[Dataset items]
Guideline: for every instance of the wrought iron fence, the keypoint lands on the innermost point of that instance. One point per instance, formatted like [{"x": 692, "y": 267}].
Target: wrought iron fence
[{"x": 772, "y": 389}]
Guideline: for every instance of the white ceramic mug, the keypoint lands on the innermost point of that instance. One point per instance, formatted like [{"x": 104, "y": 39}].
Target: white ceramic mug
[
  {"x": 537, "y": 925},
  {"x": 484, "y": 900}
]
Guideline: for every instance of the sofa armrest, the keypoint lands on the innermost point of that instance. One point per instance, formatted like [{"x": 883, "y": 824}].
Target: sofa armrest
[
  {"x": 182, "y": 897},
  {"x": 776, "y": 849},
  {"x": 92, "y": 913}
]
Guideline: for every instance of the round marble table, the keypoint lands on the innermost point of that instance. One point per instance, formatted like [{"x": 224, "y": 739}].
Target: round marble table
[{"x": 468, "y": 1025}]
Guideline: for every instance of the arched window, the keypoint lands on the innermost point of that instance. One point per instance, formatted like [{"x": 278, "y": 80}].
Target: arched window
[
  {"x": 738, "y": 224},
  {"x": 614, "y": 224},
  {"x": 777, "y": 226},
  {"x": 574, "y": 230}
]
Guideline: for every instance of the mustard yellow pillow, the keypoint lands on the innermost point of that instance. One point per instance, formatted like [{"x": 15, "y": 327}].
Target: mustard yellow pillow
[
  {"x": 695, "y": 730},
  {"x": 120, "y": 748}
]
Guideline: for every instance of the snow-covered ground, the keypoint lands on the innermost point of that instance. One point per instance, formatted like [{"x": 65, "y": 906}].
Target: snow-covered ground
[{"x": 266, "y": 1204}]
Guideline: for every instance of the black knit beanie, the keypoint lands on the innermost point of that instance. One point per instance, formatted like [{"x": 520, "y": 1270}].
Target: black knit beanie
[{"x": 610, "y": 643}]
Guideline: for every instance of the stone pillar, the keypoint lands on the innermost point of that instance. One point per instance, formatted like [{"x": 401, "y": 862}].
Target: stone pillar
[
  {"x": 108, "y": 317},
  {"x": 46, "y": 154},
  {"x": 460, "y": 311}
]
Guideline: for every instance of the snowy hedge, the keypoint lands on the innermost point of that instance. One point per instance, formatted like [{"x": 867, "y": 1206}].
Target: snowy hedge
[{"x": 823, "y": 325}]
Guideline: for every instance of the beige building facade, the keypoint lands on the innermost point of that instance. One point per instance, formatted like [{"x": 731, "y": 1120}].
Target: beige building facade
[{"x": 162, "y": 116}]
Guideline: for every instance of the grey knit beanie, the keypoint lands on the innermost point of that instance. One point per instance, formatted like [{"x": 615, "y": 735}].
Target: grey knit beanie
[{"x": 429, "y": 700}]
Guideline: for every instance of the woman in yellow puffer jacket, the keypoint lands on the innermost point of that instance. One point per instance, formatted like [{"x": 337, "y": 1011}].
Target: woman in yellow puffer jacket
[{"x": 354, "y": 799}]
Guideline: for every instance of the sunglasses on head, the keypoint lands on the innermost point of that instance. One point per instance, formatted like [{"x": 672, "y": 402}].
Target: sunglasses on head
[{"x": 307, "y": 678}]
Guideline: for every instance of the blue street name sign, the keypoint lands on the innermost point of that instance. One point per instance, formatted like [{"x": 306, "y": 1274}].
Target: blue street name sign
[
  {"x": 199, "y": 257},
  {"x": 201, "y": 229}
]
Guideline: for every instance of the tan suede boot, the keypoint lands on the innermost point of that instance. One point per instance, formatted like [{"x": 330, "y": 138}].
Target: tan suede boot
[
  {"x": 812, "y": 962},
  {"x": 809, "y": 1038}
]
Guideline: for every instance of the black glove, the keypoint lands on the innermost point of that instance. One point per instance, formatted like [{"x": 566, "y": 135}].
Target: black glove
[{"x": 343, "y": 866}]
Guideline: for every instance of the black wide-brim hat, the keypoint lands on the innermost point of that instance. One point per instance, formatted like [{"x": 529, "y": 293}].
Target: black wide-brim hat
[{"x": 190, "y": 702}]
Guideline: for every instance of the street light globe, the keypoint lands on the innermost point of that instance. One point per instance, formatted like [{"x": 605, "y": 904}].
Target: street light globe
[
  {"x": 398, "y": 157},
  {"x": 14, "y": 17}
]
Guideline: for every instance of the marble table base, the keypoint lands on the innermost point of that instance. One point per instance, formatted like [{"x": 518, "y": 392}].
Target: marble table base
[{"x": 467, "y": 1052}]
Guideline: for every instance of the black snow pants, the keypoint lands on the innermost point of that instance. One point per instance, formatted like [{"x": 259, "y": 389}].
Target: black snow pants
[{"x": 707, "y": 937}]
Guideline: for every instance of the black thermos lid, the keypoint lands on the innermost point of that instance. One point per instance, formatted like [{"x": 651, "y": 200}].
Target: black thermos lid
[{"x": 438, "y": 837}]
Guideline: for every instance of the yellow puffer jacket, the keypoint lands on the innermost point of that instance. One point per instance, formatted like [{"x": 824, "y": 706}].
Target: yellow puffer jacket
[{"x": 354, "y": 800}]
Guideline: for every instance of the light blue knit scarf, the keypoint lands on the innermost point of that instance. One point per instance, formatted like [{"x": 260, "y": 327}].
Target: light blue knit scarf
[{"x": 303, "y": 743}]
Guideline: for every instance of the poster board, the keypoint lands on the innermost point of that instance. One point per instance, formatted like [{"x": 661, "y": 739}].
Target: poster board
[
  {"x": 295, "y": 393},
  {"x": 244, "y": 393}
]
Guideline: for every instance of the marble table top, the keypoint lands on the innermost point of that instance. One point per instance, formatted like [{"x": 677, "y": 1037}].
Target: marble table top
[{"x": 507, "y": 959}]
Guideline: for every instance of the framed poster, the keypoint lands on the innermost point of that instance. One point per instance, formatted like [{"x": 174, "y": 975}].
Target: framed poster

**Task instructions**
Write out every entry verbatim.

**Reply**
Guideline: for every instance of the wrought iron fence, the keypoint lands on the innermost point of that instance. One point per instance, formatted like [{"x": 692, "y": 267}].
Target: wrought iron fence
[{"x": 772, "y": 389}]
Guideline: for every instance of the white ceramic mug, the keypoint lands on the innermost point of that instance. One point per instance, formatted like [{"x": 104, "y": 39}].
Target: white ceramic mug
[
  {"x": 537, "y": 925},
  {"x": 484, "y": 900}
]
Guideline: for every instance of the sofa armrest, the keypoint lands on the innermost point of that instance. One point per instance, formatted like [{"x": 883, "y": 824}].
Target: sofa armrest
[
  {"x": 182, "y": 897},
  {"x": 776, "y": 849},
  {"x": 92, "y": 913}
]
Guideline: for every instance of the round marble table, the keypoint lands on the innermost point of that instance. One point per instance, formatted like [{"x": 224, "y": 739}].
Target: round marble table
[{"x": 468, "y": 1025}]
Guideline: for every instance of the arched window, the keypoint lands on the innermost point of that instance. One point per instance, formatted like [{"x": 278, "y": 80}].
Target: arched window
[
  {"x": 738, "y": 224},
  {"x": 614, "y": 224},
  {"x": 777, "y": 226},
  {"x": 574, "y": 230}
]
Guideline: for every instance of the mustard yellow pillow, the keypoint lands on the innermost point of that instance. One point per instance, formatted like [{"x": 15, "y": 327}].
Target: mustard yellow pillow
[
  {"x": 695, "y": 730},
  {"x": 120, "y": 748}
]
Guideline: for every instance of the snow-covered ground, the keypoint lands on the innermost point of that instance. One point per instance, formatted like [{"x": 65, "y": 906}].
Target: snow-covered ground
[{"x": 266, "y": 1204}]
Guideline: for every instance of the black knit beanie, the keypoint lands on the innermost point of that instance. One point per instance, formatted like [{"x": 520, "y": 1270}].
Target: black knit beanie
[{"x": 610, "y": 643}]
Guideline: for every instance of the stone pillar, the keypoint lands on the innermost point of that instance. One point per instance, formatted like [{"x": 401, "y": 862}].
Target: stone pillar
[
  {"x": 108, "y": 317},
  {"x": 46, "y": 154},
  {"x": 460, "y": 311}
]
Guideline: for every instance of the snowy hedge, the keypoint lands on the innermost point of that instance. One point per instance, formatted like [{"x": 867, "y": 1206}].
Target: snowy hedge
[{"x": 823, "y": 325}]
Guideline: for every instance of the beige building facade, the keypoint lands on the innermost point of that instance. One point per instance, formatted like [{"x": 731, "y": 1120}].
Target: beige building facade
[{"x": 162, "y": 116}]
Guideline: for every instance of the grey knit beanie, the keypoint lands on the innermost point of that instance. One point per instance, formatted like [{"x": 615, "y": 735}].
Target: grey knit beanie
[{"x": 429, "y": 700}]
Guideline: for every instance of the woman in yellow puffer jacket, the keypoint lands on the innermost point of that instance. One point per instance, formatted like [{"x": 337, "y": 1011}].
Target: woman in yellow puffer jacket
[{"x": 354, "y": 799}]
Guideline: for every instance of the sunglasses on head, the keypoint lands on the innermost point of that instance. One point per instance, formatted like [{"x": 672, "y": 402}].
Target: sunglasses on head
[{"x": 307, "y": 678}]
Guideline: for every instance of the blue street name sign, the keypoint lands on the innermost point of that instance. One point per instance, formatted like [{"x": 306, "y": 1274}].
Target: blue street name sign
[
  {"x": 199, "y": 257},
  {"x": 201, "y": 229}
]
Guideline: for every instance of the tan suede boot, the keypoint lands on the innermost point of that instance. One point per instance, formatted like [{"x": 330, "y": 138}].
Target: tan suede boot
[
  {"x": 812, "y": 962},
  {"x": 809, "y": 1038}
]
Guideline: for every instance of the black glove, the keypoint lands on the innermost point of that instance. One point per instance, formatted like [{"x": 566, "y": 135}].
Target: black glove
[{"x": 343, "y": 866}]
Guideline: for every instance of the black wide-brim hat, the keypoint lands on the innermost point of that instance. One point per instance, formatted like [{"x": 529, "y": 293}].
Target: black wide-brim hat
[{"x": 190, "y": 702}]
Guideline: for every instance of the street light globe, the keypoint lands on the innermost point of that instance. One point per instance, formatted like [{"x": 605, "y": 904}].
Target: street light globe
[
  {"x": 398, "y": 157},
  {"x": 14, "y": 17}
]
Guideline: for every instance of the marble table base, the keypoint lands on the innermost point of that instance. One point per instance, formatted like [{"x": 518, "y": 392}].
Target: marble table base
[{"x": 467, "y": 1052}]
Guideline: for every instance of the black snow pants, the keypoint lands on the innermost point of that instance. One point per instance, formatted like [{"x": 259, "y": 389}].
Target: black snow pants
[{"x": 707, "y": 937}]
Guideline: for every instance of the black thermos lid, the keypoint lands on the innermost point of that instance. One point per instance, formatted like [{"x": 651, "y": 200}].
Target: black thermos lid
[{"x": 438, "y": 837}]
Guideline: for every instance of the yellow puffer jacket, the keypoint lands on the innermost point of that instance. One point per instance, formatted like [{"x": 824, "y": 706}].
Target: yellow puffer jacket
[{"x": 354, "y": 800}]
Guideline: for every instance of the light blue knit scarf, the keypoint lands on the innermost point of that instance. One point per instance, formatted like [{"x": 260, "y": 327}].
Target: light blue knit scarf
[{"x": 303, "y": 743}]
Guideline: for every instance of the poster board, the keypoint lands on the innermost point of that instance. One point per instance, formatted like [{"x": 661, "y": 739}].
Target: poster board
[
  {"x": 295, "y": 393},
  {"x": 244, "y": 393}
]
Guideline: for every instance of the marble table top, the keypoint lands on the innermost point of that instance. One point per instance, formatted like [{"x": 677, "y": 1037}].
Target: marble table top
[{"x": 507, "y": 959}]
Guideline: for every instance of the framed poster, the keypoint lands on the innermost point of that instance. One point per instance, formatted like [{"x": 174, "y": 975}].
Target: framed poster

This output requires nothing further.